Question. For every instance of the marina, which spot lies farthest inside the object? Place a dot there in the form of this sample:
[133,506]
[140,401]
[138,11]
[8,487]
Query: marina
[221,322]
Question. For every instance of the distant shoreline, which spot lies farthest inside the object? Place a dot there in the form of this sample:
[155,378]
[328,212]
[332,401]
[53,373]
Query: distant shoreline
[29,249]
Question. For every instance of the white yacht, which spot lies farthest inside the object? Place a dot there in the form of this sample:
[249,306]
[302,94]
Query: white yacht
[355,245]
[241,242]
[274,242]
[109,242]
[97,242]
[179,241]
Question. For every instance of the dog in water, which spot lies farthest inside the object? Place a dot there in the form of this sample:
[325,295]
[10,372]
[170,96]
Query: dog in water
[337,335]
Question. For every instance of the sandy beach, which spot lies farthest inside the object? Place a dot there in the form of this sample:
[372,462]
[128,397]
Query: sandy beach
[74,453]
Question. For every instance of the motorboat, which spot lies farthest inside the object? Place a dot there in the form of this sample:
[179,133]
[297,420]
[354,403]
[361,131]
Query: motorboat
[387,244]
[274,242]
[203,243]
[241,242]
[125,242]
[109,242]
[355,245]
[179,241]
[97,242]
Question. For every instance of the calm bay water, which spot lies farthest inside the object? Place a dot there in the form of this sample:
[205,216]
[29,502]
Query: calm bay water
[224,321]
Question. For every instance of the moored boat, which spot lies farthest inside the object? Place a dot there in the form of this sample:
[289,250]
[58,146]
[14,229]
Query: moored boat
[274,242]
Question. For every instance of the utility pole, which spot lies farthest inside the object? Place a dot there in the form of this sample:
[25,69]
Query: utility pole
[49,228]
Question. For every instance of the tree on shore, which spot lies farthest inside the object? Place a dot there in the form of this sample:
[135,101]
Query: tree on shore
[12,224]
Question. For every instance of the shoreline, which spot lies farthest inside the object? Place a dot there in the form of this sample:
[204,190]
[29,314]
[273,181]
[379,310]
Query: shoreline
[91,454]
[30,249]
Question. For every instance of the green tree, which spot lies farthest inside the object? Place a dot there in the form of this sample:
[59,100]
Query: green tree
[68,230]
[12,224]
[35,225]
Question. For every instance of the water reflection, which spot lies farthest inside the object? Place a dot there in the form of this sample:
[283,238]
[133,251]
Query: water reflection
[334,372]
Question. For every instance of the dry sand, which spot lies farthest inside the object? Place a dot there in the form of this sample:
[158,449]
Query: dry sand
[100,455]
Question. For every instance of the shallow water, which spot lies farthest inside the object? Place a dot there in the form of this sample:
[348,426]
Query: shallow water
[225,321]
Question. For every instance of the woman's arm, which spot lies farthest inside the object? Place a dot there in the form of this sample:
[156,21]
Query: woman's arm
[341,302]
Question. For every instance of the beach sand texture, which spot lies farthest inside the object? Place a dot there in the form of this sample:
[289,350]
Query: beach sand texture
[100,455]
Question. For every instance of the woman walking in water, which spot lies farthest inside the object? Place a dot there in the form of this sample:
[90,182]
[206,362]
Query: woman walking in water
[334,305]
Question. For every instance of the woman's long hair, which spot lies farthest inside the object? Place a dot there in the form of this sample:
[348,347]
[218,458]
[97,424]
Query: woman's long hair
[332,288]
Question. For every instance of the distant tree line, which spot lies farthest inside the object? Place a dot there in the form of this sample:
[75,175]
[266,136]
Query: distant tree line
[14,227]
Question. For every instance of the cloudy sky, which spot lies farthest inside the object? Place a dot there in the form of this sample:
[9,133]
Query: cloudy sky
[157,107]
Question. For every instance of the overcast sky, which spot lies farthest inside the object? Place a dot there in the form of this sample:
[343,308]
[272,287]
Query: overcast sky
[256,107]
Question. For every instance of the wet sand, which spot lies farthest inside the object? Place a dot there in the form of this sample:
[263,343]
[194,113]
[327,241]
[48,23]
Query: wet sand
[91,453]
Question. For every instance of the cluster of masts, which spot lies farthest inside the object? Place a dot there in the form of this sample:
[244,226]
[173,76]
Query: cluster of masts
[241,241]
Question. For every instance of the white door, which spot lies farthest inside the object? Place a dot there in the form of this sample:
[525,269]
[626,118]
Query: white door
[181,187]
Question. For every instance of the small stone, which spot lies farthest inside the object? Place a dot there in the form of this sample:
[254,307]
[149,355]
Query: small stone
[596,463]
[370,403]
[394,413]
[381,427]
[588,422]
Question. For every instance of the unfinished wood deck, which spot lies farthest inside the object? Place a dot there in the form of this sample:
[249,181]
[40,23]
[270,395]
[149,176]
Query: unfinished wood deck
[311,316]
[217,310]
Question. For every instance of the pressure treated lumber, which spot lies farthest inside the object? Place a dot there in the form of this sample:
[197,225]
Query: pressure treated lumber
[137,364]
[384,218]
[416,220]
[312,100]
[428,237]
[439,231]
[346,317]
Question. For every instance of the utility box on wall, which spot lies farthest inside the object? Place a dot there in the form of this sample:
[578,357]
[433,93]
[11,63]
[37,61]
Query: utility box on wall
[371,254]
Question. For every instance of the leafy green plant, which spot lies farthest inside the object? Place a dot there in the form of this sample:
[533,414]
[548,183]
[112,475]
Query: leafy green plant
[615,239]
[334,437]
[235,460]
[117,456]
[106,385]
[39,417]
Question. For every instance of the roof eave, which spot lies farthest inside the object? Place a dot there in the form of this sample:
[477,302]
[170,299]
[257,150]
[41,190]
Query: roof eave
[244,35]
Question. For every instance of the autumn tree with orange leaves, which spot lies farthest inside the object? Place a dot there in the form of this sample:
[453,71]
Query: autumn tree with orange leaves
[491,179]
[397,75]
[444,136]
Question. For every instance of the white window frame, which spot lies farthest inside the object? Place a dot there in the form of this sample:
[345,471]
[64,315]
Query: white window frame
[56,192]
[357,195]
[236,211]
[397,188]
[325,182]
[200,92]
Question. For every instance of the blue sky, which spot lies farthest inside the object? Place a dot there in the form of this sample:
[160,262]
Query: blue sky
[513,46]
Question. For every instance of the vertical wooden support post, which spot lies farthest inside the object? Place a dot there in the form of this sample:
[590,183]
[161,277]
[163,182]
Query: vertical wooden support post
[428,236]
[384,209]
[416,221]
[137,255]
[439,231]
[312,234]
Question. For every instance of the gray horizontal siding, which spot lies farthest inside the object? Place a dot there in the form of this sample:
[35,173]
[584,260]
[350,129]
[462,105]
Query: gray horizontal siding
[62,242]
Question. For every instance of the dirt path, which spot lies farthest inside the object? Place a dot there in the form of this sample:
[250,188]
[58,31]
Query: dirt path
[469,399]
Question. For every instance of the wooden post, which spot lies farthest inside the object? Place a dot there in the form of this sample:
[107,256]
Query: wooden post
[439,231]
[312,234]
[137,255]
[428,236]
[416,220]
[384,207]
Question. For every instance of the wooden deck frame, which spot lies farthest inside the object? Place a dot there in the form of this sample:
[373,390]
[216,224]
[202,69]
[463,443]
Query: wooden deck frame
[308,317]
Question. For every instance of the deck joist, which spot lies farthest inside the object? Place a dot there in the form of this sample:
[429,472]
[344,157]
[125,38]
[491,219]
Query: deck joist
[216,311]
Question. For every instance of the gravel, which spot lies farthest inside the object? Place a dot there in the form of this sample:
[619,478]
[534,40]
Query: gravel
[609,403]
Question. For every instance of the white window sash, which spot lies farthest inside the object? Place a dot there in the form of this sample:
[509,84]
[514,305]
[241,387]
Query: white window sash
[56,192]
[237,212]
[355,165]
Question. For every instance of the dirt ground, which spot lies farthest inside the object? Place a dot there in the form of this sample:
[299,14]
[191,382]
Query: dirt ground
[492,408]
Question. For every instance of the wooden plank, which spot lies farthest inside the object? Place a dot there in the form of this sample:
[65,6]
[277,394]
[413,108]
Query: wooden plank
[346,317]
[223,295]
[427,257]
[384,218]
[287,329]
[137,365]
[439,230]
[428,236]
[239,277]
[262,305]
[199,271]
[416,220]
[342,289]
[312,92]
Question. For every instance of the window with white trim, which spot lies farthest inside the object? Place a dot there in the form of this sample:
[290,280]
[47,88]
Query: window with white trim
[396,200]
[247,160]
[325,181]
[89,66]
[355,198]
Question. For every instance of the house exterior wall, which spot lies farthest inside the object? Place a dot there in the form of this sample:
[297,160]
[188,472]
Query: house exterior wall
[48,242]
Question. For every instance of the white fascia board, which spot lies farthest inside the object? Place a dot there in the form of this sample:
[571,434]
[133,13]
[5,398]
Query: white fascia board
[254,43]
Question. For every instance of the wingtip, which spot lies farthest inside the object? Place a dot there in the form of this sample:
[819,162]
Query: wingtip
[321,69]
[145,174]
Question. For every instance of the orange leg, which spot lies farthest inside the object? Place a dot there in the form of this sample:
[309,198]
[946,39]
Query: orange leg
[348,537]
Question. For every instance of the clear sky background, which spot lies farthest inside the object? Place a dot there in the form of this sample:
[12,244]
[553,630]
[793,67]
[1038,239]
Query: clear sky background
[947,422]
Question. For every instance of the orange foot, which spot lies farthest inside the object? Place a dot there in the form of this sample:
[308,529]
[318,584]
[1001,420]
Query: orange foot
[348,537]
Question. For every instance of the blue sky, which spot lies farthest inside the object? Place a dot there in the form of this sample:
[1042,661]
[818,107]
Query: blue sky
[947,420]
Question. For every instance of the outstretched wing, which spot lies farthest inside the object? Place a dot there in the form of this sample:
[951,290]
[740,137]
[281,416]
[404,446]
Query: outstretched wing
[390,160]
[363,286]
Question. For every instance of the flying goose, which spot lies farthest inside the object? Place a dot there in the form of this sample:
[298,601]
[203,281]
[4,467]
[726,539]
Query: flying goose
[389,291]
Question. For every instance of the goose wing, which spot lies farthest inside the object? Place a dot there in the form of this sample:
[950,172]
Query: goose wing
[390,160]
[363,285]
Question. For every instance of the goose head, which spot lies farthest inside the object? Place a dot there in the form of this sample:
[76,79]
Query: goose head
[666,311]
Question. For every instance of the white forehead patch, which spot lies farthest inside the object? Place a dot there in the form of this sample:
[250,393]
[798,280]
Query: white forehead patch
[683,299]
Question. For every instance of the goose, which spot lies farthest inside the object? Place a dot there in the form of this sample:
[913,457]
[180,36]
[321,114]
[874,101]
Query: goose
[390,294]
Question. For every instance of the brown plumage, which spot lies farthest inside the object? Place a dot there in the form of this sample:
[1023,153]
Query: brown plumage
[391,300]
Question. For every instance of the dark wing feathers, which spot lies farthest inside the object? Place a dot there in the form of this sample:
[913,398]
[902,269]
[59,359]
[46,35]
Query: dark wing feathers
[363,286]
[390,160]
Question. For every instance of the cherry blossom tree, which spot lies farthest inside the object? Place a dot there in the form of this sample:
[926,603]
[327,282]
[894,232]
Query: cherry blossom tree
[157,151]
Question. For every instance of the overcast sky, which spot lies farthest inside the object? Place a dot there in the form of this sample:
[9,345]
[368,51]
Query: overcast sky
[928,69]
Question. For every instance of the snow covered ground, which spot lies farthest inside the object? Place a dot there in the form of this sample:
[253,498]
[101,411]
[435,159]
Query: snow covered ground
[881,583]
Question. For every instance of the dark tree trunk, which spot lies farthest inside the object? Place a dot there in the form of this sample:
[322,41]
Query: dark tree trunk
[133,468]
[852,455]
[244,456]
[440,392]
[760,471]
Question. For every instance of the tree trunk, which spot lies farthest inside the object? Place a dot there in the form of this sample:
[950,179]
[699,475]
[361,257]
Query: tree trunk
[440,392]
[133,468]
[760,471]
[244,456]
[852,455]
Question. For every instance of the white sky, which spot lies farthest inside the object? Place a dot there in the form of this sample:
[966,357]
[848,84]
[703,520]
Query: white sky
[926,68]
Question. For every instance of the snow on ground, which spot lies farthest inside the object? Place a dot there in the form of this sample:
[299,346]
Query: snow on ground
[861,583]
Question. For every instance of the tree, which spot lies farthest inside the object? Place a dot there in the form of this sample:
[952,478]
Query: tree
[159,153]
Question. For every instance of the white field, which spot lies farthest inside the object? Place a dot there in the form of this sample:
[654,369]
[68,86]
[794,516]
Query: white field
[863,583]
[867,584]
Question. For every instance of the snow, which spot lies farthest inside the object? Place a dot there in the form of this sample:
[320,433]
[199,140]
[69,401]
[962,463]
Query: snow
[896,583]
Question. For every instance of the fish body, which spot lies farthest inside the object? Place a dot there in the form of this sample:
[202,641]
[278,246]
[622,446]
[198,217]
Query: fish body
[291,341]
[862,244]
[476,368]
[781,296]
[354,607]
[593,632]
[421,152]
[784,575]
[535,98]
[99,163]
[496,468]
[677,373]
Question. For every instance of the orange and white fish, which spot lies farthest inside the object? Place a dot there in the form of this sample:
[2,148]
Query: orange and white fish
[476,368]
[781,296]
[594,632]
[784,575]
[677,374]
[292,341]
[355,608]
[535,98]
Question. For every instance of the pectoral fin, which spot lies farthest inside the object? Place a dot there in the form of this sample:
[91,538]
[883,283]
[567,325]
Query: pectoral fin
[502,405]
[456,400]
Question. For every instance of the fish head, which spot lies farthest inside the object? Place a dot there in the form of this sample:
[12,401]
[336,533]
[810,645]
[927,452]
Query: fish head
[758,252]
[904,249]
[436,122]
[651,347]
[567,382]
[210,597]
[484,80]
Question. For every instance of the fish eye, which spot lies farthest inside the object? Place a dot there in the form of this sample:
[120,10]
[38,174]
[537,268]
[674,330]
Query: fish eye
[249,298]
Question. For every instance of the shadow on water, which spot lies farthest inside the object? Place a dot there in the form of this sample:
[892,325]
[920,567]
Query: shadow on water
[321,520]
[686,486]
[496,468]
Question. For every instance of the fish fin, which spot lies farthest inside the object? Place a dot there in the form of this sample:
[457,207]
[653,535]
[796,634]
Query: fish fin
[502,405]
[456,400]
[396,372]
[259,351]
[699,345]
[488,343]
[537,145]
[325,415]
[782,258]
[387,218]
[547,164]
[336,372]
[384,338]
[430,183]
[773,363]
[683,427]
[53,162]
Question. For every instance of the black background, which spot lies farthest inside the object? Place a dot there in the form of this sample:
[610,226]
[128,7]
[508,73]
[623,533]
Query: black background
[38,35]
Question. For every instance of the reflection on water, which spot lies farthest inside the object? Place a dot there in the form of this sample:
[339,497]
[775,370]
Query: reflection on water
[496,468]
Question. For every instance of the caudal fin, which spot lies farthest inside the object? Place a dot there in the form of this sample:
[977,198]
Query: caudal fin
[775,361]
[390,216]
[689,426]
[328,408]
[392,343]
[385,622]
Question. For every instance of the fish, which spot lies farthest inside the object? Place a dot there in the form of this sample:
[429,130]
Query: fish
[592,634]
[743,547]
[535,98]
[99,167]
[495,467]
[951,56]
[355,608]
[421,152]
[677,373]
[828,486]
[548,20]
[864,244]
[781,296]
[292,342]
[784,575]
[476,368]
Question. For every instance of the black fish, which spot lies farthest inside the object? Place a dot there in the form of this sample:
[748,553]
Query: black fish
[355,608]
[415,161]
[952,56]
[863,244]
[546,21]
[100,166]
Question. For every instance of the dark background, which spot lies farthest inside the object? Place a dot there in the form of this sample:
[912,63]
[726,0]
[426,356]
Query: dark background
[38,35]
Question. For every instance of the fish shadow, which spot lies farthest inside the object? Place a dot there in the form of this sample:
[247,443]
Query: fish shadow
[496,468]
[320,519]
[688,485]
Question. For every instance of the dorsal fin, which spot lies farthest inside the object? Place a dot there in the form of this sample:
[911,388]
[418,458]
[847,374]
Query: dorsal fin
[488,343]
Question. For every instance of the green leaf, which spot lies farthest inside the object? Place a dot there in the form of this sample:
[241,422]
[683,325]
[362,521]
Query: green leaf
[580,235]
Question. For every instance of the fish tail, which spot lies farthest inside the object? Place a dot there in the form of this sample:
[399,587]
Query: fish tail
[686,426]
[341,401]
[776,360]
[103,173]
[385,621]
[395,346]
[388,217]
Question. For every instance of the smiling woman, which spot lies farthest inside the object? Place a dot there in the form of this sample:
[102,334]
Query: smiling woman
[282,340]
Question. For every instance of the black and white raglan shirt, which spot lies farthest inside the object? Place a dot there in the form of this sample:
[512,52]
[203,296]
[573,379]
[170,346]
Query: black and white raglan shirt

» WHAT IS REQUIRED
After going through the entries, say how many lines contain the string "raglan". Nothing else belongs in the reply.

» FINISHED TASK
2